Every record below is to be retyped exactly.

◆ Dataset entries:
****************************************

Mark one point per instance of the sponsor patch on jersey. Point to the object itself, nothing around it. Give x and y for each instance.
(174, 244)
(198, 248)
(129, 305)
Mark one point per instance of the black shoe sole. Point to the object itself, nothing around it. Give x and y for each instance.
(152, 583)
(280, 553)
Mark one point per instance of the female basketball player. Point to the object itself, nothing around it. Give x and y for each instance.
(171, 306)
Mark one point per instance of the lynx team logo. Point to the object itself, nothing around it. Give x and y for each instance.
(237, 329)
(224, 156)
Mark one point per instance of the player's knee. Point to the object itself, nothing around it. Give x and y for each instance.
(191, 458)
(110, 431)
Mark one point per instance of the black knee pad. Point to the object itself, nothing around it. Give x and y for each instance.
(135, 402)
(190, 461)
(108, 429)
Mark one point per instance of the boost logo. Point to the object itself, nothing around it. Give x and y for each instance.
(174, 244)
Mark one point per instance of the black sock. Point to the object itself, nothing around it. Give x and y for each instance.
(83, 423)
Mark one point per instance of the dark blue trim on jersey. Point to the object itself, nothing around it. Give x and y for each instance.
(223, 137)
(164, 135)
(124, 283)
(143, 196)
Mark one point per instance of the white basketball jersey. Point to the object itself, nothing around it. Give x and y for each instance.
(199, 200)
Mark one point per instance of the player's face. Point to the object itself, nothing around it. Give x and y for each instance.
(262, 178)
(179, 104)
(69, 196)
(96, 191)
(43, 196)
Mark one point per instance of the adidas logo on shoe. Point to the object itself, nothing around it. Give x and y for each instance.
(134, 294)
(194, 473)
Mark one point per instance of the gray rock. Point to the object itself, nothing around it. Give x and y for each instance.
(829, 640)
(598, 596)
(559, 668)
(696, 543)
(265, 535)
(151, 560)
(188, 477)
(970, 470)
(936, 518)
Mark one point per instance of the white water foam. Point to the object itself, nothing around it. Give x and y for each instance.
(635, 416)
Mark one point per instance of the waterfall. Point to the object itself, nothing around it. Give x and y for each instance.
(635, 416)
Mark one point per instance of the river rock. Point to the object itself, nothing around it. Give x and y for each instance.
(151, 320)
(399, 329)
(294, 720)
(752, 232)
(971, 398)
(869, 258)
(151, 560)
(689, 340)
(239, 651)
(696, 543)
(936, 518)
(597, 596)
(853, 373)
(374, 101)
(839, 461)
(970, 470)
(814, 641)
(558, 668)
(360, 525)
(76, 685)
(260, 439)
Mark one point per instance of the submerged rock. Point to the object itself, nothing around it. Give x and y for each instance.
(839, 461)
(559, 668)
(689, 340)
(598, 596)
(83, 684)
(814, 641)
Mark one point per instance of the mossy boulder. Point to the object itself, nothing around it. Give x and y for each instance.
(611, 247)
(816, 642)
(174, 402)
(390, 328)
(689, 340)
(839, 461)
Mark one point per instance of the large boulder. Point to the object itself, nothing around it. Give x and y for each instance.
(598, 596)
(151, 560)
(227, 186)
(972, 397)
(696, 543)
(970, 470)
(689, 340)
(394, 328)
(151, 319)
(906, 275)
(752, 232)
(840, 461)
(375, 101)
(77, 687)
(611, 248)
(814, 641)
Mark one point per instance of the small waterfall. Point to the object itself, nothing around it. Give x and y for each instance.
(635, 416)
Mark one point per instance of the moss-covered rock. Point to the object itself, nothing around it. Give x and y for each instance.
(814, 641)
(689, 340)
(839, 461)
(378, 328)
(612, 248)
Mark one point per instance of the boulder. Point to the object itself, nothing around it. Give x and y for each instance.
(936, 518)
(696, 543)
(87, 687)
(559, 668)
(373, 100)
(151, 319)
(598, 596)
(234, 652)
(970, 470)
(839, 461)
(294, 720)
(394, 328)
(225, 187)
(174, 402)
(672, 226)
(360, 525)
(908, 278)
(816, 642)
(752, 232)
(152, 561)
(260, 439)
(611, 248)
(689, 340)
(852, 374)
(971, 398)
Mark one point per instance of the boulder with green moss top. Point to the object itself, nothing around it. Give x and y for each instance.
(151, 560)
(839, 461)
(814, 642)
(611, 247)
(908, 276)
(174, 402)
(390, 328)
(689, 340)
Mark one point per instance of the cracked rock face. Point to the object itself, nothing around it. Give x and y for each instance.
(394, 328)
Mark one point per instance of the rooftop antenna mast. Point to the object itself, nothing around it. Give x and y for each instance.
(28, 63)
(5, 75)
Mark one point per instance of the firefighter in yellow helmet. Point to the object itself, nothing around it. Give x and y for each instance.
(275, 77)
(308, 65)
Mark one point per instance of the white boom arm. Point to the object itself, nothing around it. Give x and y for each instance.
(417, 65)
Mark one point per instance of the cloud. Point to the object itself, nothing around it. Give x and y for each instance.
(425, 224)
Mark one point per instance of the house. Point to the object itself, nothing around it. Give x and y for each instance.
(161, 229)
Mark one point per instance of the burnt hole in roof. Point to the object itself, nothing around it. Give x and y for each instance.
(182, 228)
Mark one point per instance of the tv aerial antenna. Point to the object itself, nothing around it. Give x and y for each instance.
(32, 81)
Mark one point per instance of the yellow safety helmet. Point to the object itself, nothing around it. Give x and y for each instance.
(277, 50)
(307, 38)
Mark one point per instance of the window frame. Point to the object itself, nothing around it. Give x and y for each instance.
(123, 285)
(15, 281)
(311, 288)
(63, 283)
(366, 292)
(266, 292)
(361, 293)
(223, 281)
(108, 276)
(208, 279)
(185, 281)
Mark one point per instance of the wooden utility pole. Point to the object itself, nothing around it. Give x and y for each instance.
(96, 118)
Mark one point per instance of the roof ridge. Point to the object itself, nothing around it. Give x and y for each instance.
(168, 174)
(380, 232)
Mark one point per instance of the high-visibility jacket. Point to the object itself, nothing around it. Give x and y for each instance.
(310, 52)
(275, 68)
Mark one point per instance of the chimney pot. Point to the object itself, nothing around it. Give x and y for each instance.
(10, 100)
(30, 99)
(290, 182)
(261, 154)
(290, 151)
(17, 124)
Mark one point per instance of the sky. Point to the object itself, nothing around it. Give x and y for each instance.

****************************************

◆ FINAL ANSWER:
Mark one point per instance of the sponsor patch on jersey. Point to the object itself, nothing around it. Give x and y for each instance.
(174, 244)
(198, 248)
(129, 305)
Mark one point per instance of the black shoe sole. Point to the object itself, nothing around it. Give x and y for each instance.
(152, 583)
(280, 553)
Mark one point per instance of the female basketball player. Point to the object itself, nothing around it. Give x and y for each instance.
(171, 306)
Mark one point per instance of the lynx team logo. Point to the object itself, nothing around it. Give x and y for each instance.
(237, 329)
(224, 156)
Mark one point per instance of the player's knee. Point to the object itself, nothing around it. Give x and y for each instance.
(191, 458)
(110, 431)
Mark one point per instance of the black knee pad. Point to the object itself, nothing around it. Give x and y for each instance.
(135, 402)
(190, 461)
(108, 429)
Mark one point per instance of the boost logo. Point to the object itself, nothing around it. Give x and y for each instance.
(174, 244)
Mark one point per instance of the black sock. Point to the object itself, nothing around it. Give x and y for each instance.
(83, 423)
Mark one point per instance of the dark blue trim on jersey. Point to the object itself, nothing around it. Give x and y for each instance.
(223, 137)
(164, 135)
(124, 283)
(143, 196)
Mark one point per instance of the white basketball jersey. Point to the object itself, nothing around it. Give x and y for each instance.
(199, 200)
Mark one point per instance of the player's face. Point to the object itself, nothing around it. Give x and y for each instance.
(262, 178)
(179, 104)
(69, 196)
(96, 191)
(43, 196)
Mark one point per instance of the adidas logo on shoe. Point to the object itself, nothing around it. Give x and y for each instance.
(134, 294)
(194, 473)
Mark one point per instance of the gray rock. Point to the object itself, nothing around it. Give x and y for each instance.
(829, 640)
(598, 596)
(559, 668)
(696, 543)
(265, 535)
(151, 560)
(188, 477)
(970, 470)
(936, 518)
Mark one point per instance of the white water foam. Point to the object itself, nothing around it. Give x and y for each instance.
(635, 416)
Mark one point per instance of the waterfall. Point to the object itself, nothing around it. Give x and y for each instance.
(635, 416)
Mark one point per instance of the river rock. Point to the object itself, nothing around it. Give x and y for each instance.
(151, 320)
(399, 329)
(294, 720)
(752, 232)
(971, 398)
(869, 258)
(151, 560)
(689, 340)
(239, 651)
(696, 543)
(936, 518)
(597, 596)
(853, 373)
(374, 101)
(839, 461)
(970, 470)
(814, 641)
(558, 668)
(360, 525)
(76, 685)
(260, 439)
Mark one point per instance of the submerged rock. Point to the object itself, nothing around it. Give x and y for each instance.
(839, 461)
(559, 668)
(689, 340)
(598, 596)
(83, 684)
(814, 641)
Mark one point per instance of the mossy boulder. Point to the object itself, nothing around it. Give x and y for each instance.
(611, 247)
(816, 642)
(174, 402)
(390, 328)
(689, 340)
(839, 461)
Mark one point per instance of the large boulder. Point to the object itself, nothing around it. Give x and y for each instance.
(598, 596)
(151, 560)
(227, 186)
(972, 397)
(696, 543)
(970, 470)
(689, 340)
(394, 328)
(151, 319)
(906, 275)
(752, 232)
(840, 461)
(375, 101)
(77, 687)
(611, 248)
(814, 641)
Mark one point per instance of the small waterfall. Point to the object itself, nothing around it. Give x and y for each instance.
(635, 416)
Mark one point per instance of the moss-covered rock. Point to the object itself, nothing around it. Give x and y for each instance.
(814, 641)
(689, 340)
(839, 461)
(378, 328)
(612, 248)
Mark one point per instance of the boulder. Point to the object itself, nothing around it. Give x and y for each instance.
(936, 518)
(696, 543)
(87, 687)
(559, 668)
(373, 100)
(151, 319)
(598, 596)
(234, 652)
(970, 470)
(839, 461)
(294, 720)
(394, 328)
(225, 187)
(174, 402)
(672, 226)
(360, 525)
(908, 278)
(816, 642)
(752, 232)
(152, 561)
(260, 439)
(611, 248)
(689, 340)
(852, 374)
(971, 398)
Mark one point per instance of the boulder with green moss top. Point to the object itself, nothing around it. Give x and y for each instance.
(151, 560)
(839, 461)
(814, 642)
(611, 247)
(908, 276)
(174, 402)
(390, 328)
(689, 340)
Mark one point per instance of the cracked rock face. Point to the object itself, nothing around it. Give x and y for each instance.
(394, 328)
Mark one point per instance of the rooftop antenna mast. Point to the object itself, nothing around it. Give x and y for each instance.
(28, 63)
(5, 75)
Mark one point per instance of the firefighter in yellow helmet. Point to the object itself, nothing around it. Give x and y for each instance.
(275, 77)
(308, 65)
Mark one point per instance of the white boom arm. Point to the object itself, nothing around it. Give x and y for each instance.
(417, 65)
Mark one point per instance of the cloud. Point to the object itself, nothing around it. Give x and y for each instance.
(425, 224)
Mark one point per instance of the house. Point to the object itself, nothing around it. Give x and y for each instance.
(161, 229)
Mark one point per instance of the burnt hole in roof. Point to the object itself, nothing around it. Give x and y for each instance.
(182, 228)
Mark one point per instance of the tv aerial antenna. Point to the object itself, nothing around it. Give x and y for each instance.
(32, 81)
Mark one point per instance of the yellow safety helmet. Point to the object itself, nothing around it. Give x and y for each instance.
(277, 50)
(307, 38)
Mark one point per instance of the window frame. Point to the object itself, nothing around it. Give x and y for each instance.
(123, 285)
(15, 281)
(311, 288)
(63, 283)
(366, 292)
(266, 292)
(361, 293)
(223, 281)
(108, 276)
(208, 279)
(185, 281)
Mark one point per instance of the wooden utility pole. Point to the object itself, nothing around it. Give x and y for each instance.
(96, 118)
Mark one point per instance of the roof ridge. Point to the object itself, nothing around it. Give x and y for each instance.
(168, 174)
(380, 232)
Mark one point per instance of the high-visibility jacket. Point to the object itself, nothing around it. Give x and y for each instance.
(310, 52)
(275, 68)
Mark one point per instance of the chimney pot. Point to the object itself, nothing around it. Give x and y for each instance.
(10, 100)
(30, 99)
(290, 182)
(261, 154)
(290, 151)
(17, 124)
Mark one point per instance of the sky. Point to the object itself, nothing around it. Give x and y for each instance.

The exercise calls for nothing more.